● **INPUT ROWS**:
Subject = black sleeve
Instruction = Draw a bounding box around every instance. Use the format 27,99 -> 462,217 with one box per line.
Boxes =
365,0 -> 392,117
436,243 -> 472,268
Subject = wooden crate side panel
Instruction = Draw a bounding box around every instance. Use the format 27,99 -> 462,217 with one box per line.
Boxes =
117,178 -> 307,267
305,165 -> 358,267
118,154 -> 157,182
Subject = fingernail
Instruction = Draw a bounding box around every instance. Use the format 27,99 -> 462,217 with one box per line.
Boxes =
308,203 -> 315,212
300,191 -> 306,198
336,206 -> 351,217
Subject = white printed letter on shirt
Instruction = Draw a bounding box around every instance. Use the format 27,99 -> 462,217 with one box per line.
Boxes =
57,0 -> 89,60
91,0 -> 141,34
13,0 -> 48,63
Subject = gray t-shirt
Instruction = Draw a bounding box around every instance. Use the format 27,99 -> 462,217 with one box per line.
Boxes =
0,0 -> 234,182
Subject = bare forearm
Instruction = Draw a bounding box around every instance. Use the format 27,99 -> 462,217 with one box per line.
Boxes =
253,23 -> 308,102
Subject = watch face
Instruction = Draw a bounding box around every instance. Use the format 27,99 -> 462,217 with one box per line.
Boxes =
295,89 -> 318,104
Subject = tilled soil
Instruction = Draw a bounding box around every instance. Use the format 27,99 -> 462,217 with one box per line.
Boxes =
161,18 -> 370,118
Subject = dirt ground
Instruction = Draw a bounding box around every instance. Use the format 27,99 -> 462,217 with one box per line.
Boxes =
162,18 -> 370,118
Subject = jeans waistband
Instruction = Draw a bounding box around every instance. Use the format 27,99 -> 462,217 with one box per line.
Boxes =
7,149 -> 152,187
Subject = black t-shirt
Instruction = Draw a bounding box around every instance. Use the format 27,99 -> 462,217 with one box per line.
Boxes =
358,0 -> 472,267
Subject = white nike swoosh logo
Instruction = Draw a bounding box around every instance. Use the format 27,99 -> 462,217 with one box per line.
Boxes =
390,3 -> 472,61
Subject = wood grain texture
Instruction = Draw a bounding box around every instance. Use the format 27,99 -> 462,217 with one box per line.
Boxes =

● **THE EXERCISE**: Copy out all of the data above, word for word and line for line.

● **THE OUTPUT**:
Subject = black sleeve
Instruction = Draw a bounding box around every instance. Use the format 27,99 -> 462,217 with one box per line.
Boxes =
365,0 -> 392,117
436,243 -> 472,268
Subject = wooden crate side panel
Instruction = Draw a bounding box around every instance. Use the format 27,99 -> 462,217 with one box per line.
Boxes =
117,178 -> 307,267
305,165 -> 358,267
118,154 -> 157,182
Subject = fingernail
Instruction = Draw a bounding box around every instance. Use the format 27,99 -> 462,217 with one box per line.
Boxes =
308,203 -> 315,212
300,191 -> 306,198
336,206 -> 351,217
Subject = white printed letter on shirt
Instruction = Draw a bounding box around every instance. Use the format 27,99 -> 462,217 with one box per line.
Boxes =
57,0 -> 89,60
91,0 -> 141,34
13,0 -> 48,63
Subject = gray t-shirt
Instruction = Draw a bounding box around every instance. Use the format 27,99 -> 462,217 with one box per line.
Boxes =
0,0 -> 234,182
Subject = bare forearm
Instruction = Draw a bounding box around every instance. Use the format 27,99 -> 462,217 with one box per line.
Boxes =
253,23 -> 308,102
Subject = watch face
Instruction = Draw a bounding box around every instance. Use the format 27,99 -> 462,217 with one box per line.
Boxes =
295,89 -> 318,104
Subject = tilled soil
Instruction = Draw a bounding box around every instance. Use the format 27,99 -> 462,217 with one box per line.
Boxes =
161,18 -> 370,118
Subject = dirt ground
Instruction = Draw a bounding box around every instance. Use the format 27,99 -> 462,217 with one box per line.
Boxes =
162,18 -> 370,118
Subject = jeans waistband
Instruction = Draw a bounding box around every instance. Use the format 27,99 -> 462,217 with one box per line.
Boxes =
7,149 -> 152,187
Subject = black t-shirt
Instruction = Draw a bounding box around every instance. Use the format 27,99 -> 462,217 with one box per line.
Boxes =
358,0 -> 472,267
Subject = white nike swoosh logo
Instruction = Draw a bounding box around every instance. Use the format 27,99 -> 462,217 with one box per line.
Boxes =
390,3 -> 472,61
Subject = wood grain texture
Instruction = Draw a bounding box around every instance. Use the format 27,99 -> 462,217 with one box per line.
Boxes =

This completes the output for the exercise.